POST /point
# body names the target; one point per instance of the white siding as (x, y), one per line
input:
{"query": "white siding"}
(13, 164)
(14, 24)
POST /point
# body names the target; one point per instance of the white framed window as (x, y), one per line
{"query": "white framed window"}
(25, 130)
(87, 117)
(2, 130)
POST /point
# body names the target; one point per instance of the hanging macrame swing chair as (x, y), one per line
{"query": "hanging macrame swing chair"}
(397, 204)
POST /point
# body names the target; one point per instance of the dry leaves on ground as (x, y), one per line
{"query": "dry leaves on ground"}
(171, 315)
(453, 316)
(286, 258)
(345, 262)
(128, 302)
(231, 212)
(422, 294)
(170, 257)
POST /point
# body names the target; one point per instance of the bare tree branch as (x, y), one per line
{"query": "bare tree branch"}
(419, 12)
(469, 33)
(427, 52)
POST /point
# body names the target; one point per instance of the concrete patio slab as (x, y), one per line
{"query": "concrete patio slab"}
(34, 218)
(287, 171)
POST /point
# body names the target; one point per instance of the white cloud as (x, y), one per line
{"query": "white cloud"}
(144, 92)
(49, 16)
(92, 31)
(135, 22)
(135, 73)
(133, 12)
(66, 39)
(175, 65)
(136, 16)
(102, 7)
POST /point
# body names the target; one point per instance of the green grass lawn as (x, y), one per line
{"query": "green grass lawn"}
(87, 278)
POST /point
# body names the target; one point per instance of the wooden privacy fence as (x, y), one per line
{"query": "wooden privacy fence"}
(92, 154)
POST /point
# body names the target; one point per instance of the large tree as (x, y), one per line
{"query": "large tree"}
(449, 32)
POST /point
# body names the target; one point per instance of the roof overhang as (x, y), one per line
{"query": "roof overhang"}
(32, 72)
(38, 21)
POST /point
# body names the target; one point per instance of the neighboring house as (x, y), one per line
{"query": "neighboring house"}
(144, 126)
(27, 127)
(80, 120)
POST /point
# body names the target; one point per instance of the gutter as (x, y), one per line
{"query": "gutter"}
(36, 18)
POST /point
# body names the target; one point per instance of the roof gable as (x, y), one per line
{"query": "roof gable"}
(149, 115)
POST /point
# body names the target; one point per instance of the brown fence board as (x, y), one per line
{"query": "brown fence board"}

_STATED PROBLEM_: Transcribe each entry exactly.

_ANSWER TO THIS EXERCISE_:
POST /point
# body names the target; one point per instance of the white siding as (x, y), one per line
input:
{"query": "white siding"}
(13, 164)
(14, 24)
POST /point
# body names the target; one point per instance of the white framed window as (x, y), one per line
{"query": "white framed window"}
(25, 130)
(87, 117)
(2, 130)
POST /point
# body names the target; one point per instance of the hanging macrame swing chair as (x, y), one per line
{"query": "hanging macrame swing chair"}
(397, 204)
POST /point
# body names the target; one point per instance of the dry leaves on ground as (x, y), one per line
{"query": "dry leaves on ground"}
(171, 315)
(453, 316)
(286, 258)
(345, 262)
(128, 302)
(231, 212)
(422, 294)
(170, 257)
POST /point
# body names the target; one point per instance of the bare tree branch as (x, y), one per line
{"query": "bare tree branch"}
(419, 12)
(469, 33)
(427, 52)
POST /point
# body names the target; one point per instance of the concrete patio slab as (x, y), one per line
{"query": "concrete patio slab"}
(34, 218)
(287, 171)
POST /point
# body names the target; one point per instance of the white cloud as (x, y), one per line
{"query": "white cloud"}
(144, 92)
(49, 16)
(92, 31)
(135, 22)
(135, 73)
(133, 12)
(66, 39)
(175, 65)
(136, 16)
(102, 7)
POST /point
# body names the target; one point per instance of the green grass lawn as (x, y), one per line
{"query": "green grass lawn"}
(87, 278)
POST /point
# body names the target; one point per instance of the wooden privacy fence as (x, y), one per line
{"query": "wooden privacy fence"}
(92, 154)
POST /point
# body names the target; one point per instance of the large tree as (x, y), one per line
{"query": "large tree"}
(449, 32)
POST /point
# body names the target; one point per instance of the roof overhang as (x, y), one per line
{"query": "roof overhang"}
(32, 72)
(38, 21)
POST /point
# body names the target; one point per instance of the neighboring house as (x, y), one per line
{"query": "neighboring house"}
(144, 126)
(27, 127)
(80, 120)
POST /point
# body names the target; one point per instance of the gutter as (x, y), one per line
{"query": "gutter"}
(36, 18)
POST /point
# body names the target; one point per instance of the roof gable as (x, y), one per line
{"query": "roof gable"}
(149, 115)
POST /point
# body names the target; one point per instance of the brown fence board as (x, y), one per line
{"query": "brown fence board"}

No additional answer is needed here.